• [Task details]: Swap every "marker" in the records for "dot", and write all the records out again with nothing else changed. Leave the pictures out.

* * * * * * * * *

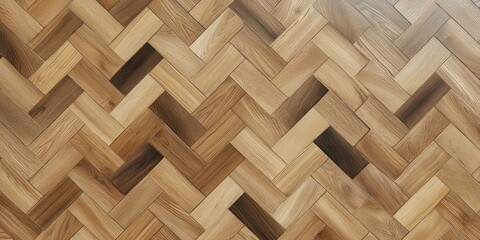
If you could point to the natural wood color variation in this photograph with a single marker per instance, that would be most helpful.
(239, 119)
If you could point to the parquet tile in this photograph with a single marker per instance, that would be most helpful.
(239, 119)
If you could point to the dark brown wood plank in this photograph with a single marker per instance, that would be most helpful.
(341, 152)
(256, 219)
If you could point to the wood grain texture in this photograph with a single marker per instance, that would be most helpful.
(239, 119)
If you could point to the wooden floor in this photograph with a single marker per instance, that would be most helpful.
(239, 119)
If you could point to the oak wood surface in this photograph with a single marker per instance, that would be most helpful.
(239, 119)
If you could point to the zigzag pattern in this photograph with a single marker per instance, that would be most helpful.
(239, 119)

* * * * * * * * *

• [Reply to the task]:
If you could point to the natural wood color variation in this photograph with a single dot per instance, that would be most helpful.
(239, 119)
If you could point to the parquet tile in this photograph with a single dot per instance, that would be most helpful.
(239, 119)
If you could point to the dark brown wood plank in this photograph with a single dot per instance, that would be most helpful.
(341, 152)
(256, 219)
If you could point to the wood grain texture in this photograph with a single dot per instance, that would be most helpful.
(239, 119)
If you could point to the wooden floor in this photograph with a single dot per instance, that would be most helpful.
(239, 119)
If you could point to the oak wood surface in this photograph with a single dot per instance, that would be most helpful.
(239, 119)
If you could point to the zigzag pattern in this photograph with a single dot per instance, that would be most helpful.
(239, 119)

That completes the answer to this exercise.